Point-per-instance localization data

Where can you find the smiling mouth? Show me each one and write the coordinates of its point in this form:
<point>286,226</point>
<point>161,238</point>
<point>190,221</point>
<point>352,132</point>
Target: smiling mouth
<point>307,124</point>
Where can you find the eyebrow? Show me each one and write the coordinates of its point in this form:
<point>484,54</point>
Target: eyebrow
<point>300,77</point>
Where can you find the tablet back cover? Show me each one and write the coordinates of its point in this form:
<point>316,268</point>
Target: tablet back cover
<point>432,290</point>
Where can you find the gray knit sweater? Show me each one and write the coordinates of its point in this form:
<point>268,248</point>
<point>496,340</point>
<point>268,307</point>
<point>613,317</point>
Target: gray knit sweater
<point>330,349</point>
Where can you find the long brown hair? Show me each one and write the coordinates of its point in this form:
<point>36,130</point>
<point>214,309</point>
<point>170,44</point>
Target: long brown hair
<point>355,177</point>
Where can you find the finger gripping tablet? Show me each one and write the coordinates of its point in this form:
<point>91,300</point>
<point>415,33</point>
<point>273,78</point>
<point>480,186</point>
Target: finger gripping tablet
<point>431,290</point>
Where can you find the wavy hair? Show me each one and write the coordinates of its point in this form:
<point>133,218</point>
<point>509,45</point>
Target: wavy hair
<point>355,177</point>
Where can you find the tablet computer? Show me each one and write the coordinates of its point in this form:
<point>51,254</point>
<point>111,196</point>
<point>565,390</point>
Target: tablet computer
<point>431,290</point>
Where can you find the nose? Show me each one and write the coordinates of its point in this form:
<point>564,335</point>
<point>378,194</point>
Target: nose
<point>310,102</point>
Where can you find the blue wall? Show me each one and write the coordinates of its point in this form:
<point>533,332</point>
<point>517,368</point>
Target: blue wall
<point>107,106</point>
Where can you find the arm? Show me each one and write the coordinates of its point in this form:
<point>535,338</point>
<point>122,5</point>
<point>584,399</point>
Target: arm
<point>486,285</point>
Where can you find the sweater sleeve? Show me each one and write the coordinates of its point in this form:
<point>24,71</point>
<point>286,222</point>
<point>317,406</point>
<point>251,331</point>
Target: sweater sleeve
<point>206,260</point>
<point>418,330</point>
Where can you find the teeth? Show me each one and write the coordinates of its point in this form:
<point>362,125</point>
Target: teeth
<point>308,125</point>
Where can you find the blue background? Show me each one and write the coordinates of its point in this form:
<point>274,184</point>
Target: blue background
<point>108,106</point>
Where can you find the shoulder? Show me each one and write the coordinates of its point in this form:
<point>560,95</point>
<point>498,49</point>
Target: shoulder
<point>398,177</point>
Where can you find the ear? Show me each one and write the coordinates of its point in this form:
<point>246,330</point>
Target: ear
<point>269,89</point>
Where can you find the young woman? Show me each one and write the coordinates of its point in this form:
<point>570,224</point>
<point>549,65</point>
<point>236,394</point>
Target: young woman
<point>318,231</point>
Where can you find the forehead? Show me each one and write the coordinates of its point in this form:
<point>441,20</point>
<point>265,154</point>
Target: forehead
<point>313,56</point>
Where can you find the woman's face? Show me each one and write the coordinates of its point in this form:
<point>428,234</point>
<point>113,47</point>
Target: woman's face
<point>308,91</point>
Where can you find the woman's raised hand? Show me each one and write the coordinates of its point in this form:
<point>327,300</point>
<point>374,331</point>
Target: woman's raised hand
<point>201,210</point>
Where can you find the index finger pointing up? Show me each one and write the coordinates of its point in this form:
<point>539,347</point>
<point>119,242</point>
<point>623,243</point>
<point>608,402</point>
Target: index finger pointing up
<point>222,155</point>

* **What you have to do**
Repeat the entries above verbatim, but only from the line that has "Target: blue background" down to the line that has "<point>236,394</point>", inclusive.

* **Written response**
Target: blue background
<point>108,106</point>
Where can you find the shoulder? Show me each one and write the coordinates of its point in this form:
<point>560,95</point>
<point>498,49</point>
Target: shoulder
<point>398,177</point>
Where can you find the ear? Show me each one and write the coordinates of its point in this form:
<point>246,330</point>
Target: ear
<point>269,89</point>
Where can you find the young woman? Show me each one and write the coordinates of its point in this form:
<point>570,224</point>
<point>549,65</point>
<point>236,394</point>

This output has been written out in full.